= EXTRAIT =
M. Girard présente ensuite Strapontin. L’âme de ce magazine, ce sont les apprentis journalistes qui la forgent, à l’instar du nom qu’ils ont choisi eux-mêmes. Élèves venus de l’étranger dans leur majorité, le terme « strapontin », en plus de sa sonorité plaisante, évoquait pour eux « un objet typique du métro, comme un symbole de leur vie à Paris », mais aussi « quelque chose qui se plie et se déplie, comme un magazine », retrace M. Girard.
Certains étudiants confient leurs inquiétudes : étant issus entre autres de programmes d’échange ou de la sélection internationale, ils ont peur de ne pas assez bien maîtriser le français. M. Girard prend le temps d’expliquer que ce cours a pour vocation de les aider à progresser dans leur maîtrise de la langue de Molière, car il leur faudra « faire des recherches en français, interviewer des francophones natifs et natives, et beaucoup, beaucoup, beaucoup écrire ». Pour lui, il s’agit de « sortir des codes académiques, de se soucier du rythme de la langue et des effets qu’ils et elles peuvent provoquer avec le choix des mots, la syntaxe et les sons ».
Redécouvrir Paris : le regard des étudiants et étudiantes internationaux
En ce mois de janvier 2024, M. Girard a donné rendez-vous à ses étudiants et étudiantes pour la deuxième phase de son cours : l’atelier de journalisme. Après la théorie, vient le temps de la pratique. Il y a du café sur la table, des stylos prêts à être dégainés, et du papier pour accueillir toutes les idées : tout le monde est impatient de commencer. M. Girard pose sa casquette de professeur et prend celle de rédacteur en chef : à lui la tâche d’animer les conférences de rédaction hebdomadaires, d’accompagner les élèves pendant l’écriture de leurs articles et de leur faire des retours.
Avant de se lancer dans la première conférence de rédaction de l’année, il dévoile la maquette d’un ancien Strapontin et la fait passer aux élèves. Il souligne avoir souhaité lui donner un style « épuré », qui fasse la part belle « aux images et aux textes avant toute chose ». L’aspect visuel occupe en effet une place prégnante au sein de ce magazine : Anastasia, l’une des élèves, nous indique que chaque parution offre une place de choix à un artiste ou à un photographe qui souhaiterait partager ses œuvres. Pour elle, feuilleter ce magazine, c’est comme découvrir « une petite exposition en papier » au fil des pages.

= DONNÉES ENREGISTRÉES =
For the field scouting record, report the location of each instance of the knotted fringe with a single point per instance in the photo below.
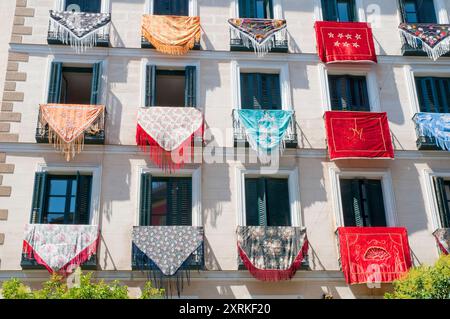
(440, 49)
(161, 281)
(168, 161)
(249, 41)
(171, 49)
(78, 260)
(80, 45)
(274, 274)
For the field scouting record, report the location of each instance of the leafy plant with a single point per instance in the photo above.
(424, 282)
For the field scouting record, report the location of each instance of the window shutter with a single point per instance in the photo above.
(145, 199)
(329, 10)
(96, 82)
(426, 11)
(190, 86)
(150, 85)
(83, 201)
(278, 206)
(442, 201)
(54, 87)
(38, 202)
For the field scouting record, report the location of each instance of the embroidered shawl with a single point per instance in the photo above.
(434, 39)
(171, 34)
(79, 29)
(169, 133)
(265, 129)
(442, 236)
(258, 33)
(67, 124)
(435, 125)
(272, 253)
(374, 254)
(60, 248)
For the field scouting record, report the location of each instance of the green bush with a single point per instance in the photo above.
(424, 282)
(56, 288)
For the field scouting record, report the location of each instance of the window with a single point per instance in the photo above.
(171, 7)
(433, 94)
(267, 202)
(165, 201)
(261, 9)
(74, 84)
(442, 188)
(418, 11)
(170, 87)
(348, 93)
(61, 199)
(338, 10)
(362, 202)
(260, 91)
(83, 5)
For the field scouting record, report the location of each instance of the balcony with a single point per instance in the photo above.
(290, 138)
(279, 44)
(95, 135)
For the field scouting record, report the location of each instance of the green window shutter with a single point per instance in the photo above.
(54, 87)
(96, 82)
(83, 200)
(278, 206)
(442, 201)
(38, 202)
(190, 86)
(145, 200)
(150, 85)
(329, 10)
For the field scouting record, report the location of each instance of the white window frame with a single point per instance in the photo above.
(194, 173)
(294, 192)
(78, 60)
(104, 8)
(386, 185)
(94, 170)
(359, 7)
(167, 64)
(430, 196)
(267, 67)
(193, 7)
(368, 71)
(420, 70)
(277, 9)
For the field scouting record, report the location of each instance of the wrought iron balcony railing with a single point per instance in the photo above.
(290, 138)
(94, 135)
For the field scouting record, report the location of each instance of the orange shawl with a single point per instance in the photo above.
(67, 124)
(174, 35)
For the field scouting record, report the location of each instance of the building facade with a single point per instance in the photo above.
(218, 192)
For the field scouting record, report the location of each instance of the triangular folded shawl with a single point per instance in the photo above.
(435, 125)
(60, 248)
(169, 133)
(79, 29)
(258, 33)
(67, 124)
(272, 253)
(174, 35)
(434, 39)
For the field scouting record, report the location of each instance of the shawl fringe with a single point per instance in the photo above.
(274, 274)
(440, 49)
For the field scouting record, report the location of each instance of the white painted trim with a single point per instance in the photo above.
(362, 70)
(386, 184)
(167, 63)
(294, 192)
(95, 170)
(267, 67)
(196, 176)
(430, 196)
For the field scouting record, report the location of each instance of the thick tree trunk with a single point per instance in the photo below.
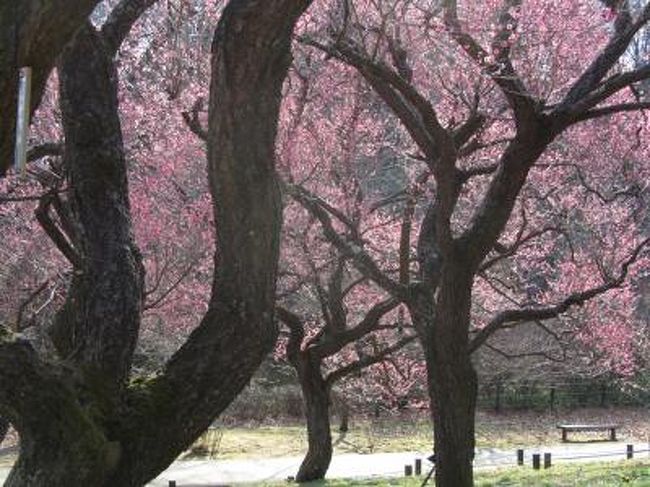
(98, 325)
(316, 396)
(4, 428)
(80, 423)
(452, 380)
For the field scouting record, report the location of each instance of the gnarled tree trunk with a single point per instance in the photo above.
(452, 380)
(315, 393)
(80, 421)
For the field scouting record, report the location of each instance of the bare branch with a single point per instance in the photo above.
(574, 299)
(193, 121)
(367, 360)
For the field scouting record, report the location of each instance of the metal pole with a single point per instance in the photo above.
(536, 461)
(22, 118)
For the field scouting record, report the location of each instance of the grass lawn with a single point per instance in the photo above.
(413, 433)
(629, 473)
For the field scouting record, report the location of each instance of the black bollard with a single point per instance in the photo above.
(547, 460)
(536, 461)
(520, 457)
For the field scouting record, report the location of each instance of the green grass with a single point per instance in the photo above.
(413, 433)
(608, 474)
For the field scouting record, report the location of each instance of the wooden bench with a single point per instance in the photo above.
(588, 427)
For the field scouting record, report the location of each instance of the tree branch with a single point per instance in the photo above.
(574, 299)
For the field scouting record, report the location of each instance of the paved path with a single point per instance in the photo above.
(212, 473)
(223, 472)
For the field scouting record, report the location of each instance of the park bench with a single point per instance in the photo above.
(588, 427)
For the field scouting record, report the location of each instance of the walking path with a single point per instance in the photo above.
(215, 472)
(222, 472)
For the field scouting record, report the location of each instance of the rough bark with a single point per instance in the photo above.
(4, 428)
(32, 33)
(61, 444)
(315, 393)
(98, 326)
(82, 423)
(453, 381)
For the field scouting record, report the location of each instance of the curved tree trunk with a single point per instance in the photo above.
(81, 423)
(316, 396)
(452, 380)
(4, 428)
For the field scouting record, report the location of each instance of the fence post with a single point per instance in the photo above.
(547, 460)
(520, 457)
(536, 462)
(497, 398)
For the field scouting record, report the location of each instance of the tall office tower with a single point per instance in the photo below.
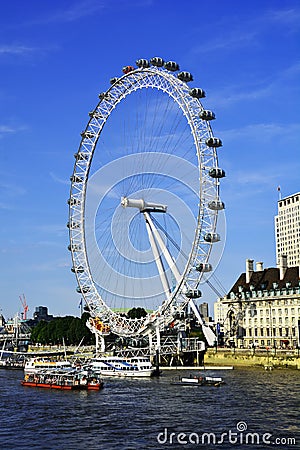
(287, 230)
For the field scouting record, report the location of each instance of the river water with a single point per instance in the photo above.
(255, 409)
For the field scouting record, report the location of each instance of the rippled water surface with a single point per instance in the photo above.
(254, 409)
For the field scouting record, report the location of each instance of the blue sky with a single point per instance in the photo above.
(55, 57)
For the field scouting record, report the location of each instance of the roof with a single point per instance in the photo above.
(263, 280)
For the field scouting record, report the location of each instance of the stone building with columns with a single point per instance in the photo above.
(262, 309)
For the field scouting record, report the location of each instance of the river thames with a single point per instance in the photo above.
(255, 409)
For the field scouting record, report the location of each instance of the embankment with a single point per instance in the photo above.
(248, 358)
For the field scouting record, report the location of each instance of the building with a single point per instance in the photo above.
(287, 230)
(262, 308)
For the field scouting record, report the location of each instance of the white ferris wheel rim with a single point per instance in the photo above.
(142, 78)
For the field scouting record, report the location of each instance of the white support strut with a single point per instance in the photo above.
(207, 331)
(163, 248)
(157, 258)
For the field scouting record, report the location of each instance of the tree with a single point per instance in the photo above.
(69, 329)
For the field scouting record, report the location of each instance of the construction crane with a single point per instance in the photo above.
(25, 306)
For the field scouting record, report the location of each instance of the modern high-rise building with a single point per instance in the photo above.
(287, 230)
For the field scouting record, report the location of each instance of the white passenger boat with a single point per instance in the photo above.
(115, 366)
(34, 365)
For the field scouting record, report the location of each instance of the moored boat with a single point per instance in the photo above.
(115, 366)
(63, 380)
(34, 365)
(198, 381)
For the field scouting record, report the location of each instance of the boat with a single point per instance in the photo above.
(34, 365)
(63, 380)
(10, 363)
(198, 381)
(116, 366)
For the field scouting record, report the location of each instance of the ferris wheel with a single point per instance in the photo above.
(144, 198)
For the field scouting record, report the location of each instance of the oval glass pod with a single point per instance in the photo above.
(157, 61)
(216, 205)
(197, 93)
(213, 142)
(212, 237)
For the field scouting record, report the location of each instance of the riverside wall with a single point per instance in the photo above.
(250, 358)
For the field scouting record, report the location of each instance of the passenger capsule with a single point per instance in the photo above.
(171, 65)
(82, 289)
(73, 201)
(207, 115)
(103, 95)
(76, 179)
(216, 205)
(197, 93)
(95, 114)
(127, 69)
(74, 248)
(142, 63)
(185, 76)
(114, 80)
(212, 237)
(87, 134)
(193, 293)
(78, 269)
(72, 225)
(213, 142)
(204, 267)
(156, 61)
(216, 172)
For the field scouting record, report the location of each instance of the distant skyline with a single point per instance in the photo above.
(56, 57)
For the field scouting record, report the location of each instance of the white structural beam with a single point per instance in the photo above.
(157, 258)
(163, 248)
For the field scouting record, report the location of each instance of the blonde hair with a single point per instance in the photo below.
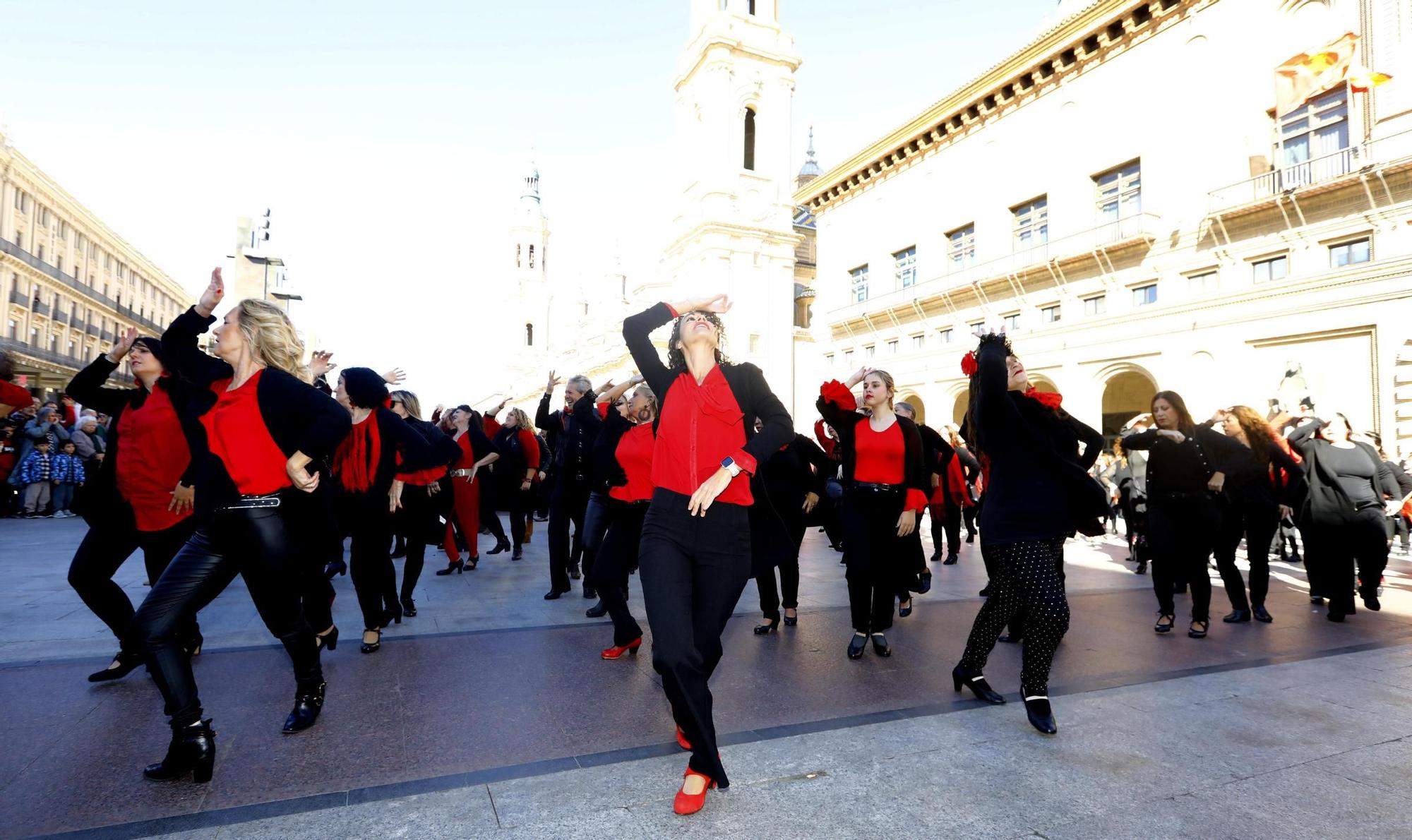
(272, 337)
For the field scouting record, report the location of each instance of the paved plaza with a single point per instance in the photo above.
(492, 715)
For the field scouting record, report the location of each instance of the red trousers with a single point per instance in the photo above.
(467, 513)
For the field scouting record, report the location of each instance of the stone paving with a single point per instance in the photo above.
(492, 715)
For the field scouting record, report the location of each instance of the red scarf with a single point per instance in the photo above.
(357, 460)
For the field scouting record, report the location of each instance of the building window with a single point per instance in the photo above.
(1348, 253)
(750, 139)
(859, 280)
(904, 268)
(1272, 269)
(961, 248)
(1311, 139)
(1119, 193)
(1031, 224)
(1202, 284)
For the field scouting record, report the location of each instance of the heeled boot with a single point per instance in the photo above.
(193, 750)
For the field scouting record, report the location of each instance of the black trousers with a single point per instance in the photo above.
(1257, 526)
(104, 551)
(1331, 553)
(258, 546)
(616, 558)
(1027, 580)
(1183, 536)
(567, 506)
(694, 571)
(875, 556)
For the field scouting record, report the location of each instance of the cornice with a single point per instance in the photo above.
(1075, 46)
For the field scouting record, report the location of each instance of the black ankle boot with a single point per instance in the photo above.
(1041, 716)
(978, 685)
(193, 750)
(307, 707)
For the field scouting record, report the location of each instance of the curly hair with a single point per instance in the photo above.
(272, 337)
(676, 359)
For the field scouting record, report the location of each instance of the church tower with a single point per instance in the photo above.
(734, 231)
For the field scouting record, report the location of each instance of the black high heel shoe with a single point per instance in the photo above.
(307, 707)
(978, 685)
(1041, 716)
(122, 666)
(193, 750)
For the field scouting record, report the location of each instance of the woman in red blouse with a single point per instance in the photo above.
(263, 427)
(143, 493)
(695, 550)
(886, 484)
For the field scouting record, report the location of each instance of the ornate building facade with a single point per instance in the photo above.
(1123, 196)
(70, 284)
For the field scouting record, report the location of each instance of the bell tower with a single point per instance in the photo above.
(734, 228)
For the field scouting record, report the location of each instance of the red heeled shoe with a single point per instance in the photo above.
(691, 804)
(616, 652)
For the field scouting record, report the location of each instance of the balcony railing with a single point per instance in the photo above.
(1127, 231)
(1321, 170)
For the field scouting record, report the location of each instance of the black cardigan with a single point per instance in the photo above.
(108, 505)
(748, 386)
(299, 417)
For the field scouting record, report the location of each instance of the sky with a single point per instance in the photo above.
(389, 140)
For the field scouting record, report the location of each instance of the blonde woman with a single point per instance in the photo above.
(265, 427)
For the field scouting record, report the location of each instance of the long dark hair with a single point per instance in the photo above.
(676, 359)
(1184, 419)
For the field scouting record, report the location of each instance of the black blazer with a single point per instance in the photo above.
(107, 503)
(746, 382)
(300, 419)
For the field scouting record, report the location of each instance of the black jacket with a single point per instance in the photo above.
(748, 385)
(107, 505)
(299, 417)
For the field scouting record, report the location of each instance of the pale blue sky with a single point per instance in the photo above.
(389, 139)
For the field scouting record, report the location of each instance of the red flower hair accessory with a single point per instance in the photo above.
(969, 365)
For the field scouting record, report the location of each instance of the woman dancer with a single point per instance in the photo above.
(520, 469)
(365, 467)
(417, 519)
(1342, 517)
(623, 455)
(787, 488)
(263, 427)
(477, 452)
(1034, 496)
(695, 551)
(1263, 485)
(885, 491)
(143, 493)
(1183, 513)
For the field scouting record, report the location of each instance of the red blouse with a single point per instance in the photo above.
(152, 461)
(701, 427)
(635, 455)
(238, 436)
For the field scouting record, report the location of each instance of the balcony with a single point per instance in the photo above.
(1325, 172)
(1139, 229)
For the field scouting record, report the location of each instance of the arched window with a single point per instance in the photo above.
(750, 139)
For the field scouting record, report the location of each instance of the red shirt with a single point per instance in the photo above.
(152, 460)
(701, 427)
(238, 436)
(635, 455)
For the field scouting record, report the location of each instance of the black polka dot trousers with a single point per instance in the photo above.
(1027, 580)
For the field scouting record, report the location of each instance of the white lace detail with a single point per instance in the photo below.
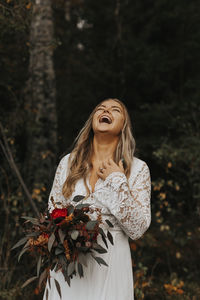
(56, 191)
(126, 203)
(130, 202)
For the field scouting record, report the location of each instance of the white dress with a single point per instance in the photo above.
(126, 203)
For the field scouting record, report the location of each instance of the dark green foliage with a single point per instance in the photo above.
(147, 54)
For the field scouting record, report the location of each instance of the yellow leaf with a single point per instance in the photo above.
(28, 6)
(169, 165)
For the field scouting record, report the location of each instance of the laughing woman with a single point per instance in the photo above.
(102, 167)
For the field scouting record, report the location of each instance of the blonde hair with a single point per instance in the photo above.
(80, 157)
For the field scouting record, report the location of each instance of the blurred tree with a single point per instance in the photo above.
(41, 97)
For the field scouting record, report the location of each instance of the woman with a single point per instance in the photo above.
(102, 167)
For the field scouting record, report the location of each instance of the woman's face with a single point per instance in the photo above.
(108, 118)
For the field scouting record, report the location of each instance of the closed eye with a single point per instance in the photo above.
(116, 109)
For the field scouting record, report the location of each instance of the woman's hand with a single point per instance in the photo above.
(108, 167)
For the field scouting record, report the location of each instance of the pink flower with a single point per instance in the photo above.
(58, 212)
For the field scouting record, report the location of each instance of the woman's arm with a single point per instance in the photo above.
(131, 204)
(56, 195)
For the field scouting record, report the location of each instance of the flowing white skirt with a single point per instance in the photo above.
(114, 282)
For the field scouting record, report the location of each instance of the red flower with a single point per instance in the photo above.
(59, 212)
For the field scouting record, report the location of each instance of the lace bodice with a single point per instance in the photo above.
(125, 202)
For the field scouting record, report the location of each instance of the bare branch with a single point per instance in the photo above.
(8, 154)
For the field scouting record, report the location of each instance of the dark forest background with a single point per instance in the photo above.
(57, 61)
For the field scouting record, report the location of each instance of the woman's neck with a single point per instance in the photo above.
(104, 148)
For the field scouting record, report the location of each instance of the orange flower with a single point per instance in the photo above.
(41, 240)
(67, 250)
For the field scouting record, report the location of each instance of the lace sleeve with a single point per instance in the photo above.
(130, 204)
(56, 197)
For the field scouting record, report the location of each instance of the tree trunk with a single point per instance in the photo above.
(40, 97)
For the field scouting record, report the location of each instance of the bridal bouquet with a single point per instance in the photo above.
(62, 239)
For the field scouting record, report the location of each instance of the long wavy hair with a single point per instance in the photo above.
(80, 157)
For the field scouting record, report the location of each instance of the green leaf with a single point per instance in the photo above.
(67, 278)
(110, 237)
(83, 259)
(47, 294)
(20, 242)
(80, 206)
(39, 265)
(58, 287)
(49, 281)
(78, 198)
(109, 223)
(90, 225)
(80, 269)
(28, 281)
(102, 232)
(33, 234)
(32, 220)
(51, 241)
(100, 260)
(70, 209)
(59, 250)
(99, 248)
(70, 268)
(74, 234)
(104, 240)
(42, 277)
(61, 235)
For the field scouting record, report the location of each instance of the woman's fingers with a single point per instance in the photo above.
(121, 165)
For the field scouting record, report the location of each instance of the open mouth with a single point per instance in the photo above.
(105, 119)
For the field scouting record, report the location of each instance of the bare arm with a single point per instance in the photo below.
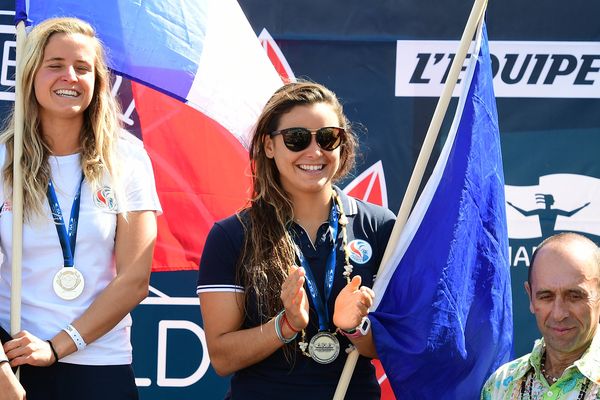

= CONSIGNE 1 =
Recopiez le passage sur le magazine Strapontin en commençant à « Redécouvrir Paris : le » et en terminant à « faire des retours. », et renommez « atelier de journalisme » en « atelier d'écriture ».
= CONSIGNE 2 =
Dans le passage sur le magazine Strapontin, quel style M. Girard dit-il avoir voulu donner au magazine ?

= RÉPONSE 1 =
Redécouvrir Paris : le regard des étudiants et étudiantes internationaux
En ce mois de janvier 2024, M. Girard a donné rendez-vous à ses étudiants et étudiantes pour la deuxième phase de son cours : l’atelier d'écriture. Après la théorie, vient le temps de la pratique. Il y a du café sur la table, des stylos prêts à être dégainés, et du papier pour accueillir toutes les idées : tout le monde est impatient de commencer. M. Girard pose sa casquette de professeur et prend celle de rédacteur en chef : à lui la tâche d’animer les conférences de rédaction hebdomadaires, d’accompagner les élèves pendant l’écriture de leurs articles et de leur faire des retours.

= RÉPONSE 2 =
Un style « épuré », qui fasse la part belle « aux images et aux textes avant toute chose ».